Text passage:
╔══
# SAS Tutorials: Paired Samples t Test

Paired t tests are used to test if the means of two paired measurements, such as pretest/posttest scores, are significantly different. In SAS, PROC TTEST with a PAIRED statement can be used to conduct a paired samples t test.

## Paired Samples t Test

The Paired Samples t Test compares the means of two measurements taken from the same individual, object, or related units. These "paired" measurements can represent things like:

• A measurement taken at two different times (e.g., pre-test and post-test score with an intervention administered between the two time points)
• A measurement taken under two different conditions (e.g., completing a test under a "control" condition and an "experimental" condition)
• Measurements taken from two halves or sides of a subject or experimental unit (e.g., measuring hearing loss in a subject's left and right ears).

The purpose of the test is to determine whether there is statistical evidence that the mean difference between paired observations is significantly different from zero. The Paired Samples t Test is a parametric test.

This test is also known as:

• Dependent t Test
• Paired t Test
• Repeated Measures t Test

The variable used in this test is known as:

• Dependent variable, or test variable (continuous), measured at two different times or for two related conditions or units

## Common Uses

The Paired Samples t Test is commonly used to test the following:

• Statistical difference between two time points
• Statistical difference between two conditions
• Statistical difference between two measurements
• Statistical difference between a matched pair

Note: The Paired Samples t Test can only compare the means for two (and only two) related (paired) units on a continuous outcome that is normally distributed. The Paired Samples t Test is not appropriate for analyses involving the following: 1) unpaired data; 2) comparisons between more than two units/groups; 3) a continuous outcome that is not normally distributed; and 4) an ordinal/ranked outcome.

• To compare unpaired means between two independent groups on a continuous outcome that is normally distributed, choose the Independent Samples t Test.
• To compare unpaired means between more than two groups on a continuous outcome that is normally distributed, choose ANOVA.
• To compare paired means for continuous data that are not normally distributed, choose the nonparametric Wilcoxon Signed-Ranks Test.
• To compare paired means for ranked data, choose the nonparametric Wilcoxon Signed-Ranks Test.

## Data Requirements

Your data must meet the following requirements:

1. Dependent variable that is continuous (i.e., interval or ratio level)
╚══
Stored data:
╔══
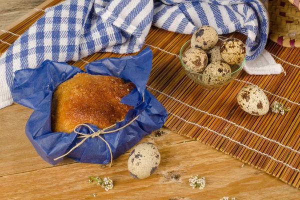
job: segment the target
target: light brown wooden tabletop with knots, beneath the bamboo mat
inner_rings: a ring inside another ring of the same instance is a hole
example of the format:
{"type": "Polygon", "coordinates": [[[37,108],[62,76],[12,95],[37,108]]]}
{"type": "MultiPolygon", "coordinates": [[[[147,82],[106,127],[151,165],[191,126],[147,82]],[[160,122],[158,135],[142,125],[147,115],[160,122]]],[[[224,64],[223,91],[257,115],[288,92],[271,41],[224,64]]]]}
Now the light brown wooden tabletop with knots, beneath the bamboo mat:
╚══
╔══
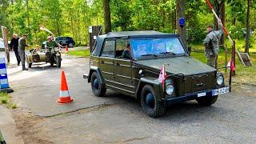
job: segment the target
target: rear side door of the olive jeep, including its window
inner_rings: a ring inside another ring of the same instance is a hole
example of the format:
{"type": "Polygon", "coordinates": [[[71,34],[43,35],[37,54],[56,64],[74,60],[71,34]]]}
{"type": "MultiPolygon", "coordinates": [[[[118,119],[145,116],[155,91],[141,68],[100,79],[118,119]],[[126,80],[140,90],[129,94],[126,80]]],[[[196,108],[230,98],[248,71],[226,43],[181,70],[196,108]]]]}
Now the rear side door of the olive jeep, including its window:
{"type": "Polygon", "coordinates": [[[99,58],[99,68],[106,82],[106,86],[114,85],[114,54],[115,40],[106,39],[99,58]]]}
╚══
╔══
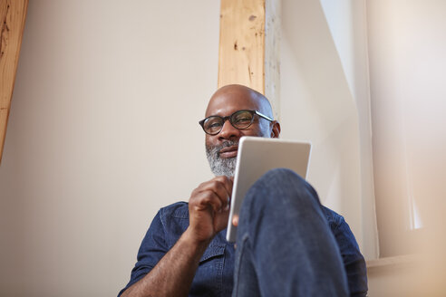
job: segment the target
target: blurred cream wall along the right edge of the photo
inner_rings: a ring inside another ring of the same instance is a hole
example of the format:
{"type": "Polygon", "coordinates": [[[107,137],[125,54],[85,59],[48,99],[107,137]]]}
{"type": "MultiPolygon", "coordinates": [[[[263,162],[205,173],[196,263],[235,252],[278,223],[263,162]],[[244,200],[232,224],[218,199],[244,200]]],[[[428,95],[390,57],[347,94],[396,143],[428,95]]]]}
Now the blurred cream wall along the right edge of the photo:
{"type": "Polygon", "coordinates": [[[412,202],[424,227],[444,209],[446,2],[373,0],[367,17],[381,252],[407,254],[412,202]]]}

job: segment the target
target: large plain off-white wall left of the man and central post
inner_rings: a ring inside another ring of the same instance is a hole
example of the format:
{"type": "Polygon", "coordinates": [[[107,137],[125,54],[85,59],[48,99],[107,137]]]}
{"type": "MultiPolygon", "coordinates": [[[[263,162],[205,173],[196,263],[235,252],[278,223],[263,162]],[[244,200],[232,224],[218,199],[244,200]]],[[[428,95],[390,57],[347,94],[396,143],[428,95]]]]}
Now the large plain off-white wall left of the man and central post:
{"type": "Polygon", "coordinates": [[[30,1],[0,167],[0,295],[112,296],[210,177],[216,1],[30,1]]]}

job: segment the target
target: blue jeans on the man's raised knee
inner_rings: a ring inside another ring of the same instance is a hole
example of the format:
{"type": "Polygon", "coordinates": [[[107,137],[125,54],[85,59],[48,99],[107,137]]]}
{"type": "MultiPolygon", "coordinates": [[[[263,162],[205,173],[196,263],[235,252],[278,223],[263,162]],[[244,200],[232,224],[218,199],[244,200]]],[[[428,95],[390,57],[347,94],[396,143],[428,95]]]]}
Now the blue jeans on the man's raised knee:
╚══
Task item A:
From the paired t test tutorial, pull out the section whose opening words contain "Note: The Paired" and whose last words are "distributed, choose ANOVA.".
Task item B:
Answer these questions from the paired t test tutorial:
(i) In SAS, which procedure and which statement are used to conduct a paired samples t test?
(ii) What three other names is the Paired Samples t Test known by?
(iii) Which test should be chosen to compare paired means for ranked data?
Answer from the paired t test tutorial alone.

Solution A:
Note: The Paired Samples t Test can only compare the means for two (and only two) related (paired) units on a continuous outcome that is normally distributed. The Paired Samples t Test is not appropriate for analyses involving the following: 1) unpaired data; 2) comparisons between more than two units/groups; 3) a continuous outcome that is not normally distributed; and 4) an ordinal/ranked outcome.

• To compare unpaired means between two independent groups on a continuous outcome that is normally distributed, choose the Independent Samples t Test.
• To compare unpaired means between more than two groups on a continuous outcome that is normally distributed, choose ANOVA.

Solution B:
(i) PROC TTEST with a PAIRED statement.
(ii) Dependent t Test, Paired t Test, and Repeated Measures t Test.
(iii) The nonparametric Wilcoxon Signed-Ranks Test.